_Challenge_
Could you edit the material from its first line through the line containing "[[647, 392]]", replacing "pointer" with "cursor", changing nothing else, and giving back only those lines without the pictures?

-- Start Data excerpts --

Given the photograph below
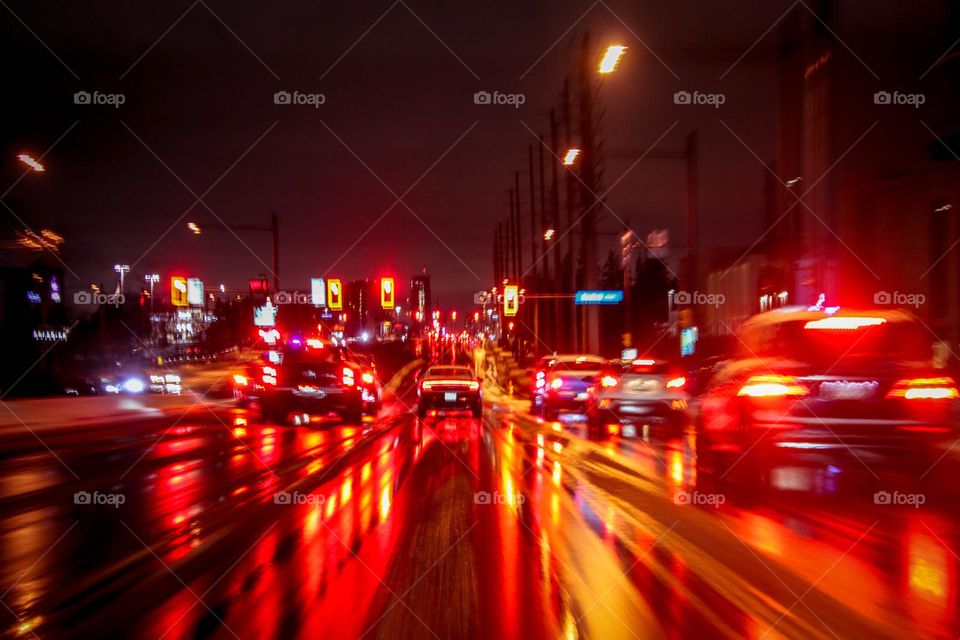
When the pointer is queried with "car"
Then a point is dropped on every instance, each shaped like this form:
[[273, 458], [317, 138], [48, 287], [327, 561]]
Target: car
[[647, 391], [313, 378], [566, 383], [449, 388], [807, 384], [538, 383]]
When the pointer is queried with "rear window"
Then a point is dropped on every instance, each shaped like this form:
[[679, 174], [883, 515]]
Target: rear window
[[826, 348], [450, 372]]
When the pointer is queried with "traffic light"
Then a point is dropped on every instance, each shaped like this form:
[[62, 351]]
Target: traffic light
[[511, 299], [334, 294], [178, 291], [386, 293]]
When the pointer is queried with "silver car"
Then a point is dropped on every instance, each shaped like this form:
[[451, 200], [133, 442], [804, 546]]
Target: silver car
[[647, 392]]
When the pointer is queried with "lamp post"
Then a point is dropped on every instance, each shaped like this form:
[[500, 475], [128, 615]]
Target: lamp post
[[152, 279], [122, 269]]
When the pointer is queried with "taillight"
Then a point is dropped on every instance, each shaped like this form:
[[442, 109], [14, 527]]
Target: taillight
[[608, 382], [348, 377], [925, 389], [269, 376], [772, 386], [677, 383]]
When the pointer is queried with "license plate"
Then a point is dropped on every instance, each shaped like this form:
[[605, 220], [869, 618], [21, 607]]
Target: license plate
[[847, 390]]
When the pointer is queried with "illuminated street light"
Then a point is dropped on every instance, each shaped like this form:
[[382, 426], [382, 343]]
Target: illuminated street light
[[611, 58], [28, 160], [152, 279]]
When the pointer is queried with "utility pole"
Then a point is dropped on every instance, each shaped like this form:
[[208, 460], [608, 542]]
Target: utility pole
[[519, 238], [588, 189], [534, 266], [570, 203]]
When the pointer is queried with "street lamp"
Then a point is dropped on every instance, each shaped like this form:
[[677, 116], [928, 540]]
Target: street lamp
[[122, 269], [571, 156], [152, 279], [29, 160], [611, 58]]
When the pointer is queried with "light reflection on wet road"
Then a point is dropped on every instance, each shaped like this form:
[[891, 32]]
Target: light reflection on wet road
[[453, 528]]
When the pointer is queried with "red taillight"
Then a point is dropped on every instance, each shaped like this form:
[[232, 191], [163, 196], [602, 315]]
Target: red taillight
[[269, 376], [772, 386], [349, 377], [925, 389], [609, 382], [847, 323]]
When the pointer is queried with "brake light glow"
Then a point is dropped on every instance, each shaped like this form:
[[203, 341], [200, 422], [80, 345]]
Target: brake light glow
[[845, 323], [676, 383], [608, 382], [925, 389], [348, 377], [772, 386]]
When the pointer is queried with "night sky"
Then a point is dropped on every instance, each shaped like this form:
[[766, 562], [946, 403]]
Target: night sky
[[199, 81]]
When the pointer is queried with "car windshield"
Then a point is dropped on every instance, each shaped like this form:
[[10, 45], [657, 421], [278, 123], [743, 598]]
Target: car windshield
[[828, 347], [459, 373]]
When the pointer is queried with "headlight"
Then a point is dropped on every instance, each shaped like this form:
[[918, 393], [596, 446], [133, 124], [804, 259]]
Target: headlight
[[133, 385]]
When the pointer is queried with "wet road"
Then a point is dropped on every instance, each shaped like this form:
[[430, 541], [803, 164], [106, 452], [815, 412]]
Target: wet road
[[504, 527]]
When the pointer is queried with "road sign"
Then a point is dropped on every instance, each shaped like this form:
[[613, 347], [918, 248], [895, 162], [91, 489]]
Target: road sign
[[178, 291], [386, 293], [598, 297], [511, 299], [334, 294]]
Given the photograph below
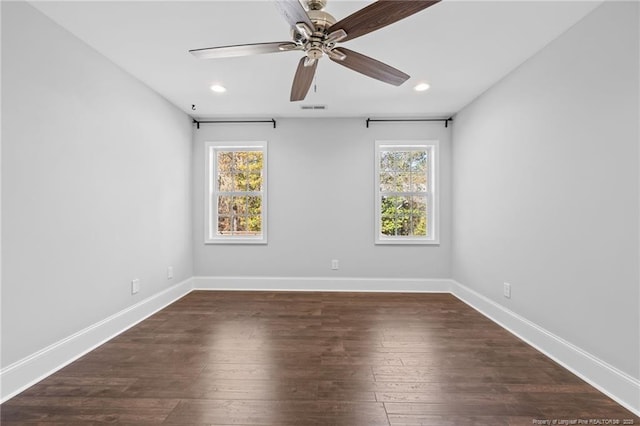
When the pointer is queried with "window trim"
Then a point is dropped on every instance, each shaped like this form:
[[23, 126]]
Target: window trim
[[210, 205], [433, 201]]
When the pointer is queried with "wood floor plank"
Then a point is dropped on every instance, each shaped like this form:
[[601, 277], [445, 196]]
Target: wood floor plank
[[302, 358]]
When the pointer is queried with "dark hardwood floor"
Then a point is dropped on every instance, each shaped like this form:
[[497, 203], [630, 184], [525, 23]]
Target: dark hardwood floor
[[268, 358]]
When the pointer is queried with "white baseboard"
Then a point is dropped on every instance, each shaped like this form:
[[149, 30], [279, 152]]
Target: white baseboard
[[28, 371], [399, 285], [614, 383], [618, 385]]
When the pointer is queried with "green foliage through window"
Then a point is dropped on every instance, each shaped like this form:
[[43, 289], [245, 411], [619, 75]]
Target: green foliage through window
[[239, 185]]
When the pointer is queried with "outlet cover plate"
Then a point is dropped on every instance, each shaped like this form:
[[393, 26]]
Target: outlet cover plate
[[507, 290]]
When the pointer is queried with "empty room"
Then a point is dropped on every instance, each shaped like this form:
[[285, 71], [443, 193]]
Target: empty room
[[340, 212]]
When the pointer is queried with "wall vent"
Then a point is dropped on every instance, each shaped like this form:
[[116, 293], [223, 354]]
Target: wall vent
[[313, 107]]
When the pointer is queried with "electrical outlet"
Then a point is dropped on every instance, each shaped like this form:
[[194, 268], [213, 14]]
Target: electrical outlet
[[507, 290], [135, 286]]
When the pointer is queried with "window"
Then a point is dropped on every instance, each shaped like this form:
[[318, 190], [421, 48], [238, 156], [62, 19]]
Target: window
[[236, 192], [406, 192]]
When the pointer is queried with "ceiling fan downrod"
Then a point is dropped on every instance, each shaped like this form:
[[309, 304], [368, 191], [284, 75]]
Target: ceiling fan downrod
[[317, 41]]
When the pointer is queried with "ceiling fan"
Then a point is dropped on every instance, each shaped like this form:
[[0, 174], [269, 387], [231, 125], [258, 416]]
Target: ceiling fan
[[316, 33]]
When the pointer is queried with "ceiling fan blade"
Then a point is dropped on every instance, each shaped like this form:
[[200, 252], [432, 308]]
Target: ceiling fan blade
[[370, 67], [302, 80], [378, 15], [243, 50], [293, 12]]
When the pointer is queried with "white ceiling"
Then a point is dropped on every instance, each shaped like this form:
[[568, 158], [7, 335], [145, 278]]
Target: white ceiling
[[460, 48]]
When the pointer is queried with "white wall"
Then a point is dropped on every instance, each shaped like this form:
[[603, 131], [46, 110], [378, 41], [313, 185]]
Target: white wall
[[545, 192], [95, 186], [321, 203]]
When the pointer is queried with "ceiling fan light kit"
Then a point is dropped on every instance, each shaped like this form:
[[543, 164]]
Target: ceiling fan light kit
[[317, 33]]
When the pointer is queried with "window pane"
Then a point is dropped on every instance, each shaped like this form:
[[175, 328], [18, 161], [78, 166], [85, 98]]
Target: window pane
[[254, 182], [239, 205], [418, 219], [255, 224], [224, 225], [418, 161], [240, 181], [418, 182], [386, 161], [402, 225], [403, 182], [225, 182], [225, 162], [387, 181], [240, 224], [402, 159], [239, 161], [255, 205], [254, 161]]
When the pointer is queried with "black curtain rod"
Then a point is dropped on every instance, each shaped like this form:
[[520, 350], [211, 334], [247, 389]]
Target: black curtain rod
[[374, 120], [197, 122]]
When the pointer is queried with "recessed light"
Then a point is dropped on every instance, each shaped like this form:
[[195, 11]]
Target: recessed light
[[218, 88]]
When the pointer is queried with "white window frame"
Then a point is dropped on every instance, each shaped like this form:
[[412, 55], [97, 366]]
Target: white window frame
[[433, 181], [211, 192]]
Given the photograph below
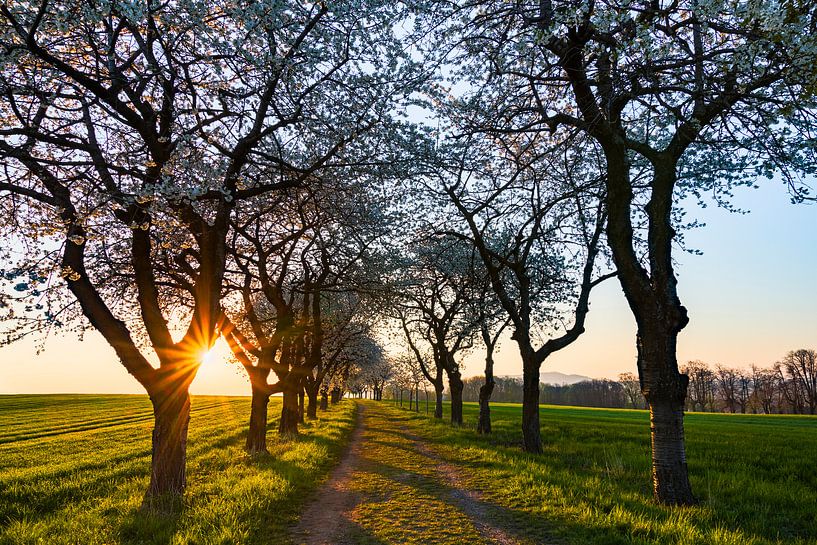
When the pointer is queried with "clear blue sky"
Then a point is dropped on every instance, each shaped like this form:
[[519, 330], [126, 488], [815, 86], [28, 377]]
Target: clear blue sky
[[751, 297]]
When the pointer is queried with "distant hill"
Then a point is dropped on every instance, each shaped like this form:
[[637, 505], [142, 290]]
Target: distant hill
[[554, 377]]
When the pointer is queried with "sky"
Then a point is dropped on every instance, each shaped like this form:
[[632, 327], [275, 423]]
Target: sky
[[751, 297]]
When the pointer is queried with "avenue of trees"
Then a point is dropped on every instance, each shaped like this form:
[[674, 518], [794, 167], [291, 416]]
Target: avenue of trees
[[318, 184]]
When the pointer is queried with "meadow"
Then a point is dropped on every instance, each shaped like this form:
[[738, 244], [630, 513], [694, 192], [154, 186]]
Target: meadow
[[73, 470]]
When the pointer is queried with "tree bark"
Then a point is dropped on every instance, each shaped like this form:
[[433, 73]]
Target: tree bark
[[485, 391], [257, 435], [455, 385], [531, 435], [438, 400], [169, 450], [312, 405], [665, 390], [289, 414]]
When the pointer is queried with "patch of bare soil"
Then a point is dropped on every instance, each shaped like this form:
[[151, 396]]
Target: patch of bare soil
[[326, 520], [468, 501]]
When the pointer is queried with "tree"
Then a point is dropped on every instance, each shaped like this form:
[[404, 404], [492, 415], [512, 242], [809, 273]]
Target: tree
[[684, 98], [436, 309], [536, 225], [130, 131], [801, 366], [629, 383], [701, 386]]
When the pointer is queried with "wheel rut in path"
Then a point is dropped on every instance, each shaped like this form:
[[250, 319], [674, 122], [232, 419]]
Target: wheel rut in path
[[392, 487], [326, 520]]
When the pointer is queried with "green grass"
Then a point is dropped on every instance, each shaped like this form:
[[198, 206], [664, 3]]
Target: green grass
[[73, 470], [755, 476]]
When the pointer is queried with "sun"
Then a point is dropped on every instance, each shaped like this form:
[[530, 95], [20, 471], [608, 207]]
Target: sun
[[207, 356]]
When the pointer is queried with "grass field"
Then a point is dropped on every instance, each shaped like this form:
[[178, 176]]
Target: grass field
[[755, 476], [73, 470]]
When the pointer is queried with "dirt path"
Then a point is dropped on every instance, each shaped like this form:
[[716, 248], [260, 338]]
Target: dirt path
[[391, 487], [326, 519]]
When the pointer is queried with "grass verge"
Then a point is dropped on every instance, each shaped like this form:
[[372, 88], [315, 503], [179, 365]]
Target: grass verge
[[755, 475], [73, 470]]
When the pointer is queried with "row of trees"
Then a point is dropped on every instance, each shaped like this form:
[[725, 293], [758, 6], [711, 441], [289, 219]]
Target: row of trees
[[178, 171]]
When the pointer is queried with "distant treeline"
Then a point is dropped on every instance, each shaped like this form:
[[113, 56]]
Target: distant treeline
[[787, 387], [589, 393]]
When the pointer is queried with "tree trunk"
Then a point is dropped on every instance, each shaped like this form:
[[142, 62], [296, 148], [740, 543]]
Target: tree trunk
[[455, 385], [312, 406], [257, 435], [484, 423], [438, 401], [168, 456], [289, 414], [665, 390], [531, 437]]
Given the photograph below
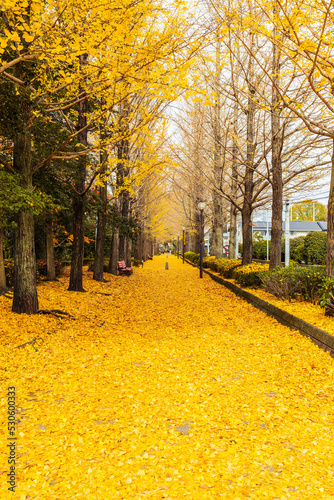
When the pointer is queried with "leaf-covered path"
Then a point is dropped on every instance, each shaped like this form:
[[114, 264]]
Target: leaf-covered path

-- End Data excerpts --

_Complete response_
Given the photograph below
When the cursor is queried with "car"
Then a point is dropped on every instance, each shaped like this form:
[[273, 458], [317, 138], [48, 287], [327, 561]]
Target: car
[[647, 391], [313, 378], [566, 383], [449, 388], [807, 384], [538, 383]]
When the cursor is queried with "rear window"
Then a point is dropped on every instance, each shaped like this form:
[[679, 174], [883, 515]]
Target: rear window
[[826, 348], [450, 372]]
When the cursor is queried with "traffic light"
Then a point is dropped on every instance, each shaped like this form:
[[62, 351]]
Target: traffic light
[[511, 299], [334, 294], [178, 291], [386, 293]]
When the cursor is queried with "silver car"
Then a point is dropped on every instance, each shaped like this form:
[[451, 200], [133, 442], [804, 546]]
Target: silver car
[[647, 392]]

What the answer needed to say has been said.